─── Input data
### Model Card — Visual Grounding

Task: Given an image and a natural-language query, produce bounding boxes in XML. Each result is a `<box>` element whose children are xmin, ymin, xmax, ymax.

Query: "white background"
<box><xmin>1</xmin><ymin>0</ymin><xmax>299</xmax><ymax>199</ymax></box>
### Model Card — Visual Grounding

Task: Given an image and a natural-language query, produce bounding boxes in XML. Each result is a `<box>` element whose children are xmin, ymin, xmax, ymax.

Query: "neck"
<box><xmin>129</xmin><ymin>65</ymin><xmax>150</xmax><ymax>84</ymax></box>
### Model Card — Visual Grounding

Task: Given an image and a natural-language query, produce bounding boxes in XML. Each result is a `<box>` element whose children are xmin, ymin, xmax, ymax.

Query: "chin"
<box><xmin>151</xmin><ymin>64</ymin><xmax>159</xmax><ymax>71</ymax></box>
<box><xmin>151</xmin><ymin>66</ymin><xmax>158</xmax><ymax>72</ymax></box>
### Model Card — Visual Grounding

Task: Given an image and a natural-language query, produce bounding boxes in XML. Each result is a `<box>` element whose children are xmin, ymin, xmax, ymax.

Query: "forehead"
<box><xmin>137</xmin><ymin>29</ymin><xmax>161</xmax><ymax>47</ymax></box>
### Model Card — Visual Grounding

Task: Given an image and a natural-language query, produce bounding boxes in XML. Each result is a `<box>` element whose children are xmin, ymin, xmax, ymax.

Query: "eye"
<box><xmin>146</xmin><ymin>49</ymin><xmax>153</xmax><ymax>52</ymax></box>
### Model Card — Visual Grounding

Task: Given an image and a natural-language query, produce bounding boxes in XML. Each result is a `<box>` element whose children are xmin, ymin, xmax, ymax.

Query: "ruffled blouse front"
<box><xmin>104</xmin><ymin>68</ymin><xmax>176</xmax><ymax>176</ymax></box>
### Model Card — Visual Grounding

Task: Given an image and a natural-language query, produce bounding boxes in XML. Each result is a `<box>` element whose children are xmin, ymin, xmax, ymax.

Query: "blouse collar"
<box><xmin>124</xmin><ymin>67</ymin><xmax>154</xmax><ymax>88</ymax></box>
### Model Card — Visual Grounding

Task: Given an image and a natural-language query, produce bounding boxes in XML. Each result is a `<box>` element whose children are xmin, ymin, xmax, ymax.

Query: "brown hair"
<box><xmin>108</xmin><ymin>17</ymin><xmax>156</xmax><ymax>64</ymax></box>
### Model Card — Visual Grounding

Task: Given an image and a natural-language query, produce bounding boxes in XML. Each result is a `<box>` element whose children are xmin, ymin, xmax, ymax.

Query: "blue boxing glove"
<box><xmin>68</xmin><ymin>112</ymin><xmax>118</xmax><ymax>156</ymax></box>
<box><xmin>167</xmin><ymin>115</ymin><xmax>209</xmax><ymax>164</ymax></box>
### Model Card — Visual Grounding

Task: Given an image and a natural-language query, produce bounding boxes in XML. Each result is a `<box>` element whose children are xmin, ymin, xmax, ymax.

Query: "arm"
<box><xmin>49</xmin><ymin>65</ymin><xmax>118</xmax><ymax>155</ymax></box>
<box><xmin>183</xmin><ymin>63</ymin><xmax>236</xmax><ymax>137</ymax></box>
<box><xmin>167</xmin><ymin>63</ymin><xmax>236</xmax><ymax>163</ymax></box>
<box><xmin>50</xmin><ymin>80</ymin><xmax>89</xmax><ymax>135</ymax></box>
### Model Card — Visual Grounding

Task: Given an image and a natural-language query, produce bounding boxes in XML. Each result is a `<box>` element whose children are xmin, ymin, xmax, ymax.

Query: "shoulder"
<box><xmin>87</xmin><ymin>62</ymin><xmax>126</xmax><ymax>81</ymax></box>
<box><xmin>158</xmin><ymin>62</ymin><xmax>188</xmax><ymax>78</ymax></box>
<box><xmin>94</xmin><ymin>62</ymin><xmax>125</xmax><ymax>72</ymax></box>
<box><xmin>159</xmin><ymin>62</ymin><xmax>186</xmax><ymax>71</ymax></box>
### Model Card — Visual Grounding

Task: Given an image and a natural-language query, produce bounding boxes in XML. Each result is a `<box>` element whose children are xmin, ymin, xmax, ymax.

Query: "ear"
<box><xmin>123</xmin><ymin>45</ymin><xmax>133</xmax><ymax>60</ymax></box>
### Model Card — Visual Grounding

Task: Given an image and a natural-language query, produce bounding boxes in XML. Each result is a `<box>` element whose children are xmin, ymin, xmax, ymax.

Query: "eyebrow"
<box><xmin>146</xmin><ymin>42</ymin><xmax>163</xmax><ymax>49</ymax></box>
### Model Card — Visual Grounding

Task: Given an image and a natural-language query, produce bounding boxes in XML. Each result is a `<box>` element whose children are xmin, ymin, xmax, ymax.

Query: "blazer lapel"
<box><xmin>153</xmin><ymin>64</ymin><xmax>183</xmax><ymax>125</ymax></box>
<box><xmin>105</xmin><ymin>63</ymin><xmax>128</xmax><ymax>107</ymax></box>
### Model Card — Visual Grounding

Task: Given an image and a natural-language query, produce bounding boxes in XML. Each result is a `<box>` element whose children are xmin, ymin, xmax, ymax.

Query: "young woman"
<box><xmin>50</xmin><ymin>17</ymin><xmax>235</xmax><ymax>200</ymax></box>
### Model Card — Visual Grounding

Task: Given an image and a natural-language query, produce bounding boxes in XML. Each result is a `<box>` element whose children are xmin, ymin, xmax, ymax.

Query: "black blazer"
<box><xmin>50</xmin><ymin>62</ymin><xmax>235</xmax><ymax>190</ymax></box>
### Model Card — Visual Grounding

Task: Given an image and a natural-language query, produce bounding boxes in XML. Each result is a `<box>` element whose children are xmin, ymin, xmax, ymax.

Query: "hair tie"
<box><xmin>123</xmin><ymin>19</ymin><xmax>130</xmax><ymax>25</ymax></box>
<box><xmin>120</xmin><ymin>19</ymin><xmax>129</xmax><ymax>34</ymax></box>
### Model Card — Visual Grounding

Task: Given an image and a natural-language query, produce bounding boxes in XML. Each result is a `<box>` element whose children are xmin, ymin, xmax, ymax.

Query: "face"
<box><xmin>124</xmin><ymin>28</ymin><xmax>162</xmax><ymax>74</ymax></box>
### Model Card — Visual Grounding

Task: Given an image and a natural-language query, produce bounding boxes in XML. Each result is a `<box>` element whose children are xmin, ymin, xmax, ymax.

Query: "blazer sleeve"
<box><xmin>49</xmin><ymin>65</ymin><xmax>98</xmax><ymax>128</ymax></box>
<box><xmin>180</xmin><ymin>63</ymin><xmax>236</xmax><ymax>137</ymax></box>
──────
▶ [Assignment]
The expected answer is the complete material, restated exactly.

▶ [Solution for this exercise]
### Model Card — Visual Grounding

Task: Given an image and a natural-language query, produce bounding boxes in XML. Each result is a `<box>` element whose children are xmin, ymin, xmax, ymax.

Query: "white background"
<box><xmin>1</xmin><ymin>0</ymin><xmax>299</xmax><ymax>199</ymax></box>
### Model Card — Visual Grounding

Task: Given an image and a natural-language query, produce bounding boxes in XML. Each result is a `<box>` element whose children are xmin, ymin, xmax, ymax.

Query: "neck"
<box><xmin>129</xmin><ymin>65</ymin><xmax>150</xmax><ymax>84</ymax></box>
### Model Card — Visual Grounding

Task: Given an image and a natural-language query, produce bounding boxes in XML. Each result is a `<box>` element whose children are xmin, ymin, xmax, ymax.

Query: "chin"
<box><xmin>151</xmin><ymin>64</ymin><xmax>159</xmax><ymax>71</ymax></box>
<box><xmin>151</xmin><ymin>66</ymin><xmax>158</xmax><ymax>72</ymax></box>
### Model Card — Visual Grounding

Task: Given an image and a natural-language query, produce bounding boxes in XML. Each result is a `<box>` element whose children are xmin, ymin, xmax, ymax.

Query: "forehead"
<box><xmin>137</xmin><ymin>29</ymin><xmax>161</xmax><ymax>47</ymax></box>
### Model Card — Visual Grounding

Task: Given an image and a natural-language query, produce bounding boxes in XML. Each result is a `<box>` element whose children are xmin, ymin, xmax, ymax.

Query: "eye"
<box><xmin>146</xmin><ymin>49</ymin><xmax>153</xmax><ymax>52</ymax></box>
### Model Card — Visual Grounding

Task: Given an image and a natural-language query, produce bounding boxes in XML. Each result is a `<box>` element whose children are xmin, ymin, xmax, ymax.

Query: "ruffled blouse front"
<box><xmin>104</xmin><ymin>68</ymin><xmax>176</xmax><ymax>176</ymax></box>
### Model Card — Visual Grounding

Task: Given an image and a natural-language query, produce bounding boxes in XML. Each result is a `<box>` element whose children are xmin, ymin, xmax, ymax.

Query: "blouse collar"
<box><xmin>124</xmin><ymin>67</ymin><xmax>154</xmax><ymax>88</ymax></box>
### Model Card — Visual Grounding

Task: Given an image and a natural-language query, produce bounding boxes in XML. Each result is a `<box>` element whose children are xmin, ymin, xmax, ymax.

Query: "brown hair"
<box><xmin>108</xmin><ymin>17</ymin><xmax>156</xmax><ymax>64</ymax></box>
### Model Card — Visual Grounding

Task: Given an image and a natural-language query, produce bounding boxes in XML. Each result is a `<box>` element whose children are xmin, ymin, xmax, ymax.

Query: "blue boxing glove"
<box><xmin>68</xmin><ymin>112</ymin><xmax>118</xmax><ymax>156</ymax></box>
<box><xmin>167</xmin><ymin>115</ymin><xmax>209</xmax><ymax>164</ymax></box>
### Model Card — Visual Grounding

Task: Given an image and a natural-language query, produce bounding boxes in XML. Each result is a `<box>` element whose children are xmin, ymin, xmax, ymax.

Query: "arm"
<box><xmin>49</xmin><ymin>65</ymin><xmax>118</xmax><ymax>155</ymax></box>
<box><xmin>183</xmin><ymin>63</ymin><xmax>236</xmax><ymax>137</ymax></box>
<box><xmin>167</xmin><ymin>63</ymin><xmax>236</xmax><ymax>163</ymax></box>
<box><xmin>50</xmin><ymin>80</ymin><xmax>89</xmax><ymax>135</ymax></box>
### Model Card — Visual Grounding

Task: Given an image and a natural-language query, produce bounding boxes in XML. Each result is a `<box>` element whose children are xmin, ymin, xmax, ymax.

Query: "shoulder"
<box><xmin>87</xmin><ymin>62</ymin><xmax>126</xmax><ymax>81</ymax></box>
<box><xmin>158</xmin><ymin>62</ymin><xmax>188</xmax><ymax>78</ymax></box>
<box><xmin>94</xmin><ymin>62</ymin><xmax>125</xmax><ymax>72</ymax></box>
<box><xmin>159</xmin><ymin>62</ymin><xmax>186</xmax><ymax>71</ymax></box>
### Model Card — Visual Grounding

Task: Given an image and a natural-language query, produce bounding boxes in XML. Each result is a `<box>` element whose children are xmin, ymin, xmax, ymax.

Query: "ear"
<box><xmin>123</xmin><ymin>45</ymin><xmax>133</xmax><ymax>60</ymax></box>
### Model Card — Visual Grounding

Task: Given an image and a natural-language query, produce bounding boxes in XML. Each result is a `<box>` element whose children are xmin, ymin, xmax, ymax.

Query: "eyebrow"
<box><xmin>146</xmin><ymin>42</ymin><xmax>163</xmax><ymax>49</ymax></box>
### Model Card — Visual Grounding

Task: Given an image and a natural-language query, produce bounding boxes in XML. Each result is a `<box>` element whose children are xmin, ymin, xmax, ymax.

Query: "blazer lapel"
<box><xmin>153</xmin><ymin>64</ymin><xmax>183</xmax><ymax>125</ymax></box>
<box><xmin>105</xmin><ymin>63</ymin><xmax>128</xmax><ymax>107</ymax></box>
### Model Card — Visual Grounding

Task: Given an image and a natural-language query, produce bounding boxes in XML. Each result is a `<box>` element whose children are xmin, ymin, xmax, ymax.

Query: "young woman"
<box><xmin>50</xmin><ymin>17</ymin><xmax>235</xmax><ymax>200</ymax></box>
### Model Card — Visual Grounding

Task: Given an image and a natural-language query, produce bounding boxes in XML. Each result is a `<box>` element whose children are xmin, ymin, xmax, ymax.

Query: "black blazer"
<box><xmin>50</xmin><ymin>62</ymin><xmax>235</xmax><ymax>190</ymax></box>
### Model Card — Visual Grounding

Task: Given an image and a natural-language query, produce bounding boxes in XML. Each result is a `<box>` element whose children are xmin, ymin, xmax, ymax.

Query: "hair tie"
<box><xmin>123</xmin><ymin>19</ymin><xmax>130</xmax><ymax>25</ymax></box>
<box><xmin>120</xmin><ymin>19</ymin><xmax>129</xmax><ymax>34</ymax></box>
### Model Card — Visual Grounding

Task: Given an image and a natural-language query, produce bounding boxes in XML. Each result is a `<box>` element whose children are xmin, ymin, xmax, ymax.

Query: "face"
<box><xmin>124</xmin><ymin>28</ymin><xmax>162</xmax><ymax>74</ymax></box>
### Model Card — Visual Grounding

Task: Given an image and a natural-language query, produce bounding boxes in XML. Each result is a `<box>` element whose children are xmin, ymin, xmax, ymax.

Query: "blazer sleeve"
<box><xmin>49</xmin><ymin>65</ymin><xmax>98</xmax><ymax>128</ymax></box>
<box><xmin>180</xmin><ymin>63</ymin><xmax>236</xmax><ymax>137</ymax></box>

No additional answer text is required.